→ **Direction**
Your task is to return the span of lines beginning at the one with "point: neck |" and ending at the last line of the data, exactly as it stands.

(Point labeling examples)
## BEGIN
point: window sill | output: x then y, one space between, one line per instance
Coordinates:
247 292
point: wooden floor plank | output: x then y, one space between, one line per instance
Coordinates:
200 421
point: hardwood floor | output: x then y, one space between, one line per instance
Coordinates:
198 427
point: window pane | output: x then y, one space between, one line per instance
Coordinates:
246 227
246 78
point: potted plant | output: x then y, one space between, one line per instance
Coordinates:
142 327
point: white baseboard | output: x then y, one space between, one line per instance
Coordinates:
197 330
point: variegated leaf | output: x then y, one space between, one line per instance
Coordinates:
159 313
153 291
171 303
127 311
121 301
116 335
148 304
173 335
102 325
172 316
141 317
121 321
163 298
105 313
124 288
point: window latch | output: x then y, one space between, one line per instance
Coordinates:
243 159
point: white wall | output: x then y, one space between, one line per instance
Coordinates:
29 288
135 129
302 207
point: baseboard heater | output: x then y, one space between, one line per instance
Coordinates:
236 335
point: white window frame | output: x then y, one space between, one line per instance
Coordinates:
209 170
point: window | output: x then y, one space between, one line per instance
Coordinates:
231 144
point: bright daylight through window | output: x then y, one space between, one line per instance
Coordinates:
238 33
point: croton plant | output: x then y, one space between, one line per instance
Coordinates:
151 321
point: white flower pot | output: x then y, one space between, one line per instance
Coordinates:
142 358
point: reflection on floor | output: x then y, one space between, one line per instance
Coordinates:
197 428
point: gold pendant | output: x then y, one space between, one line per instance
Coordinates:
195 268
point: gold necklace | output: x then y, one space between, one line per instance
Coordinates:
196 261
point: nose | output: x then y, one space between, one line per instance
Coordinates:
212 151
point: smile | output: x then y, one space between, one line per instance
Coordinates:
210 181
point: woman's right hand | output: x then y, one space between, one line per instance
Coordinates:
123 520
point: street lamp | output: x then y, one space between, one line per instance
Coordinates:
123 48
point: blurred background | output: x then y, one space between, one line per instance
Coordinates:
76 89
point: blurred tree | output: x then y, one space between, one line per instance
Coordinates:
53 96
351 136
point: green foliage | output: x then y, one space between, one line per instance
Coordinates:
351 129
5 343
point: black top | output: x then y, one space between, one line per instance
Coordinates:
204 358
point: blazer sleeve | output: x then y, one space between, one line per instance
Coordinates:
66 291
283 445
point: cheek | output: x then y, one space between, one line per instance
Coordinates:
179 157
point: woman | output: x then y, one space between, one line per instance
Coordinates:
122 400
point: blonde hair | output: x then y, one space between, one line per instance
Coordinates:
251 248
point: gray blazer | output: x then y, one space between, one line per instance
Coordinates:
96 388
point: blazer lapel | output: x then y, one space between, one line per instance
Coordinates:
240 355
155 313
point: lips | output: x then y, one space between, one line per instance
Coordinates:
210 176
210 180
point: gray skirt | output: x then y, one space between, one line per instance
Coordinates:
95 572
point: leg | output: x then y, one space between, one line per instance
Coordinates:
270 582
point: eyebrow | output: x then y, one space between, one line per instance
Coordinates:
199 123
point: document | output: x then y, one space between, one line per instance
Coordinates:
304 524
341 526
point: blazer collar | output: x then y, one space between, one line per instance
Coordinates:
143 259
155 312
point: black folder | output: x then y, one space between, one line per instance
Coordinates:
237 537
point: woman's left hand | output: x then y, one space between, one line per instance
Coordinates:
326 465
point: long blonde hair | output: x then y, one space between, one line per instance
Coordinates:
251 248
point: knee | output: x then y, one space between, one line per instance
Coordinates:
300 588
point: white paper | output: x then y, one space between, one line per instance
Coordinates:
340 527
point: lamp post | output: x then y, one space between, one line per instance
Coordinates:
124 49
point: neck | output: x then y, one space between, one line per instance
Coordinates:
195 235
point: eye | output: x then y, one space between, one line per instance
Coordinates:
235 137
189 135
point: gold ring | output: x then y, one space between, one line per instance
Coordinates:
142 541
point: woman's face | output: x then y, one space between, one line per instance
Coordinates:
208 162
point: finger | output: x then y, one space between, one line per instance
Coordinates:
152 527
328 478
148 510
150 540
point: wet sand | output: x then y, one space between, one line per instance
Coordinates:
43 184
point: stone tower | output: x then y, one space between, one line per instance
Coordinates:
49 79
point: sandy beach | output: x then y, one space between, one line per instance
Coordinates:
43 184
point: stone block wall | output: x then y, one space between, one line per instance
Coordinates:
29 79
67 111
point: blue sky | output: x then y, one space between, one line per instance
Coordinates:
## END
→ **The solution**
point: neck | output: x then y, one space between, one line per instance
Coordinates:
195 235
point: eye | output: x then y, one space between, one line per instance
Coordinates:
235 137
189 135
point: gold ring | output: x then y, one space between, one line per instance
Coordinates:
142 541
point: woman's face | output: x then y, one space between, one line per instance
Coordinates:
208 162
point: finger | output: x then y, one space between, one line per instance
Coordinates:
152 527
328 478
148 510
150 540
point: wet sand | output: x then y, one space between, one line per instance
Coordinates:
43 184
point: stone tower | output: x then y, one space between, one line per instance
Coordinates:
49 79
point: sandy beach | output: x then y, one space between, one line per instance
Coordinates:
43 184
point: stone block wall | output: x then y, one space between, one line per instance
Coordinates:
29 79
67 111
point: blue sky | output: x then y, one space between, one line per instance
Coordinates:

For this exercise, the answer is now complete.